*TO DO*:
Extract the complete listing and repeat it word for word.

*SOURCE MATERIAL*:
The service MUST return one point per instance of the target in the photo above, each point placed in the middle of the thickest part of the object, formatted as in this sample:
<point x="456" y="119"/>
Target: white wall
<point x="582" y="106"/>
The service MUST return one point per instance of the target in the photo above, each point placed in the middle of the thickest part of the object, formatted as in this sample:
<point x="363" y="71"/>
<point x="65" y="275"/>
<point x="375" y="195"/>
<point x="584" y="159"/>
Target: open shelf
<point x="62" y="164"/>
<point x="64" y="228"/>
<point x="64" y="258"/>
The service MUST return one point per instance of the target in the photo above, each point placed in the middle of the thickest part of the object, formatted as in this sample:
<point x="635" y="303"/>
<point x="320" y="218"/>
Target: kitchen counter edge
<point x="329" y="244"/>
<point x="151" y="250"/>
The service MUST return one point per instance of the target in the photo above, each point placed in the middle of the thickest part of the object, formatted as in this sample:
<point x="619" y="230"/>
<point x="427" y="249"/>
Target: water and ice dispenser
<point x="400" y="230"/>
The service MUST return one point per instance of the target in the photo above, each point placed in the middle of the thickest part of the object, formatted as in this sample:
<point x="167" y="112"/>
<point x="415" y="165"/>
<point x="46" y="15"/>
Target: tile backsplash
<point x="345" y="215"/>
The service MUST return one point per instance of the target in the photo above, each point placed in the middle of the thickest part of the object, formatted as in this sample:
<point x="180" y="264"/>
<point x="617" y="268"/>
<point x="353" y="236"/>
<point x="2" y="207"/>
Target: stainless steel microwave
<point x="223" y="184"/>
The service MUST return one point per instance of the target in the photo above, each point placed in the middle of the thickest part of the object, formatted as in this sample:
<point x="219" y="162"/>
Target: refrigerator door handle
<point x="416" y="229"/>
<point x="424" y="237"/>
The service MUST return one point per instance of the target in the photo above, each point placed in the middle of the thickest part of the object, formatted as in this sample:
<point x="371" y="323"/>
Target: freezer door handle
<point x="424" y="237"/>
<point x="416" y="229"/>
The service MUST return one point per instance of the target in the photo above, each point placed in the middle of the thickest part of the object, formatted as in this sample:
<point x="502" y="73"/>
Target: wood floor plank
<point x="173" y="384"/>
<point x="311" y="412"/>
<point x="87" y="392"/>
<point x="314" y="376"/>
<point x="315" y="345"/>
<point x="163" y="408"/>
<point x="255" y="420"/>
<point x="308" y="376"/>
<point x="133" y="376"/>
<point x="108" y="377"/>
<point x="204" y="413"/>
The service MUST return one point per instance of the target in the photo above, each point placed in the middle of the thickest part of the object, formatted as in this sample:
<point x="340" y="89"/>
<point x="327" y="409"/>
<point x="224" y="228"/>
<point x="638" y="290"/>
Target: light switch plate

*CORRECT RESPONSE*:
The service MUST return one point per instance of the target in the photo above, each point placed in the middle of the thickest part of the object, formatted as in this sample:
<point x="456" y="119"/>
Target: white wall
<point x="582" y="106"/>
The service MUST return one point per instance of the target in the photo above, each point placed in the middle of the thickest part of the object, formatted as in this sample:
<point x="363" y="71"/>
<point x="65" y="275"/>
<point x="375" y="195"/>
<point x="584" y="159"/>
Target: open shelf
<point x="62" y="164"/>
<point x="64" y="228"/>
<point x="64" y="258"/>
The service MUST return one point per instance of the target in the photo above, each point placed in the middle of the thickest part of the object, formatted as in this sample:
<point x="635" y="303"/>
<point x="320" y="218"/>
Target: kitchen counter edge
<point x="329" y="244"/>
<point x="151" y="250"/>
The service MUST return one point per instance of the target in the photo above, each point placed in the middle of the thickest part of the object, formatted as in this sample:
<point x="619" y="230"/>
<point x="427" y="249"/>
Target: water and ice dispenser
<point x="400" y="230"/>
The service MUST return one point per instance of the target in the photo above, each point placed in the middle of the thickest part of the object, formatted as in this sample:
<point x="167" y="112"/>
<point x="415" y="165"/>
<point x="46" y="15"/>
Target: tile backsplash
<point x="345" y="215"/>
The service MUST return one point per instance of the target in the photo above, each point placed in the middle of the thickest part of the object, formatted as in this sample:
<point x="180" y="264"/>
<point x="617" y="268"/>
<point x="353" y="236"/>
<point x="2" y="207"/>
Target: stainless steel microwave
<point x="223" y="184"/>
The service MUST return one point per instance of the target in the photo above, each point placed in the middle of the thickest part of the object, formatted as in this sample:
<point x="219" y="162"/>
Target: refrigerator door handle
<point x="416" y="229"/>
<point x="424" y="237"/>
The service MUST return one point per instance of the target in the photo above, each point placed in the middle of the thickest part of the object, formatted as in this sample:
<point x="371" y="323"/>
Target: freezer door handle
<point x="424" y="237"/>
<point x="416" y="229"/>
The service MUST return one point per instance of the target in the photo above, each point placed in the middle of the thickest part of the object, formatted as in this sample:
<point x="502" y="73"/>
Target: wood floor plank
<point x="173" y="384"/>
<point x="311" y="412"/>
<point x="87" y="392"/>
<point x="314" y="376"/>
<point x="315" y="345"/>
<point x="163" y="408"/>
<point x="255" y="420"/>
<point x="308" y="376"/>
<point x="133" y="376"/>
<point x="108" y="377"/>
<point x="204" y="413"/>
The service MUST return one point per instance of the target in the photo above, each point placed in the middle of the thickest part of the object, formatted as in this sample:
<point x="340" y="89"/>
<point x="327" y="409"/>
<point x="224" y="228"/>
<point x="638" y="290"/>
Target: light switch plate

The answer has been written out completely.